■ PROBLEM TO WORK ON: Could you say how many lines in the entries contain the string "below"? Give only that number.

■ SOURCE MATERIAL:
►

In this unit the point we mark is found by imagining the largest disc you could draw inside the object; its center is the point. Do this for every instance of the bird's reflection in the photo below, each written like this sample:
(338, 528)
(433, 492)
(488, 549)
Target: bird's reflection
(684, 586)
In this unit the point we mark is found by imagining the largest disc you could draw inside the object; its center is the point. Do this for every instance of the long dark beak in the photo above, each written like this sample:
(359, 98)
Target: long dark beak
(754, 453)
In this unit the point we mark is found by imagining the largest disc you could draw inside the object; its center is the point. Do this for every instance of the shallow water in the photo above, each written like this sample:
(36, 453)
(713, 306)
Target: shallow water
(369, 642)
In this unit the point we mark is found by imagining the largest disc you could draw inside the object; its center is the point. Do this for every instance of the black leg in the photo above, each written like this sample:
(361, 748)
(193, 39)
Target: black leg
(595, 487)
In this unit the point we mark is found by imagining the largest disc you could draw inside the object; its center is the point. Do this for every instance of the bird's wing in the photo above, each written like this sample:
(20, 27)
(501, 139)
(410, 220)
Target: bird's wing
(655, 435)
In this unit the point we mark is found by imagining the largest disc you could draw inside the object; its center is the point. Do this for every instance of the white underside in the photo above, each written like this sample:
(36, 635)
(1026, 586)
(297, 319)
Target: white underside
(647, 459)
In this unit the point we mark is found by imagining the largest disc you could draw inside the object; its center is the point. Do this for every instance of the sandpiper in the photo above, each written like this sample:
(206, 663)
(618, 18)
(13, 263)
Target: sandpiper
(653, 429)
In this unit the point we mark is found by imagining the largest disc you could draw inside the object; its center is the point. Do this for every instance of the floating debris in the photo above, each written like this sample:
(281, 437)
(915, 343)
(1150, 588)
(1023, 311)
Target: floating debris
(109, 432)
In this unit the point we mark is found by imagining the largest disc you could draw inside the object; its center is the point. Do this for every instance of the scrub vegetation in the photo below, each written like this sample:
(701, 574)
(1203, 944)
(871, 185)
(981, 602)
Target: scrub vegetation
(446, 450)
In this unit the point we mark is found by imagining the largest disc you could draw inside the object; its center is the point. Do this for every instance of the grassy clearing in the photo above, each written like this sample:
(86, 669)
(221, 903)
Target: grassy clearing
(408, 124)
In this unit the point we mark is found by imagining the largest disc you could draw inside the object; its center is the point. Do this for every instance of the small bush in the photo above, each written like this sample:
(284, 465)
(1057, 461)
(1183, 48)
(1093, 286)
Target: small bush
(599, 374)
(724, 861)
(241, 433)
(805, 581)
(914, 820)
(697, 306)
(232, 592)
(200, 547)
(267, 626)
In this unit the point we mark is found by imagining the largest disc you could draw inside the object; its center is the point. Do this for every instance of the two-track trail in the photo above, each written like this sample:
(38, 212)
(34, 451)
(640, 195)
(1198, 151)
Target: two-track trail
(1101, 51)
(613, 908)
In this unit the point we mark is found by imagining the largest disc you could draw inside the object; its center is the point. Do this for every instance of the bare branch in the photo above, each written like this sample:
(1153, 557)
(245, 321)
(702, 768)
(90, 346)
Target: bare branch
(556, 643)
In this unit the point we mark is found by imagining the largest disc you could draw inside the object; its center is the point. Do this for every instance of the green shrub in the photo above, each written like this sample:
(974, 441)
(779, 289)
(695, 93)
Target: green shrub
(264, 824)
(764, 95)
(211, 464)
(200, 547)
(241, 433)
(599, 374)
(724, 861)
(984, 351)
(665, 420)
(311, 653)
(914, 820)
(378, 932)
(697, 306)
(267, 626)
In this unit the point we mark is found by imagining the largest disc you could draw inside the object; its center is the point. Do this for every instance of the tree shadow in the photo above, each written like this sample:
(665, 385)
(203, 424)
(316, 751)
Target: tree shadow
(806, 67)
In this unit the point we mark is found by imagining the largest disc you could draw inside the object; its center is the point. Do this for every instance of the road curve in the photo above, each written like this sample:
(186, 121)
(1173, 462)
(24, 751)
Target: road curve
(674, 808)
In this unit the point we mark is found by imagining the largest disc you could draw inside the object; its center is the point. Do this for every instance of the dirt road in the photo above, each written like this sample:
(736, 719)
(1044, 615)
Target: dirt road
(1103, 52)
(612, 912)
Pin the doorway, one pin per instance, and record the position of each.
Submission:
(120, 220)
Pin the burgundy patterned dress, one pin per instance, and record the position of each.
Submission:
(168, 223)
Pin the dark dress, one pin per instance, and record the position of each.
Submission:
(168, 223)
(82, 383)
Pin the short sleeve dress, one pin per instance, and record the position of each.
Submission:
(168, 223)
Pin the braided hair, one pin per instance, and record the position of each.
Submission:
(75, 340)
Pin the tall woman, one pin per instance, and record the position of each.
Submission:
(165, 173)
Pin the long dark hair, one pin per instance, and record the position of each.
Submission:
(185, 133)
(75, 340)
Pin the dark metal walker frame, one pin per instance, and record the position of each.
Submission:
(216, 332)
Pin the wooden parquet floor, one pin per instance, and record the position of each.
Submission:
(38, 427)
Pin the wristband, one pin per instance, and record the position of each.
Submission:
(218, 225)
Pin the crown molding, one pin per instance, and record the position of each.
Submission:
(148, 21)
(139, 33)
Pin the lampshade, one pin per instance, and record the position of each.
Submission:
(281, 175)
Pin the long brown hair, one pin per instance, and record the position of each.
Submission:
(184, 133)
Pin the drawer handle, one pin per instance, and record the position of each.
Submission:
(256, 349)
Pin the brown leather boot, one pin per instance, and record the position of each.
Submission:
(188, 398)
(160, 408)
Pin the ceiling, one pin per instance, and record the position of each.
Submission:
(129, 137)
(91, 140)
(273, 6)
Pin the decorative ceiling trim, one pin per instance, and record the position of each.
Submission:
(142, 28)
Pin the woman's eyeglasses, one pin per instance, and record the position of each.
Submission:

◄

■ FINAL ANSWER: 2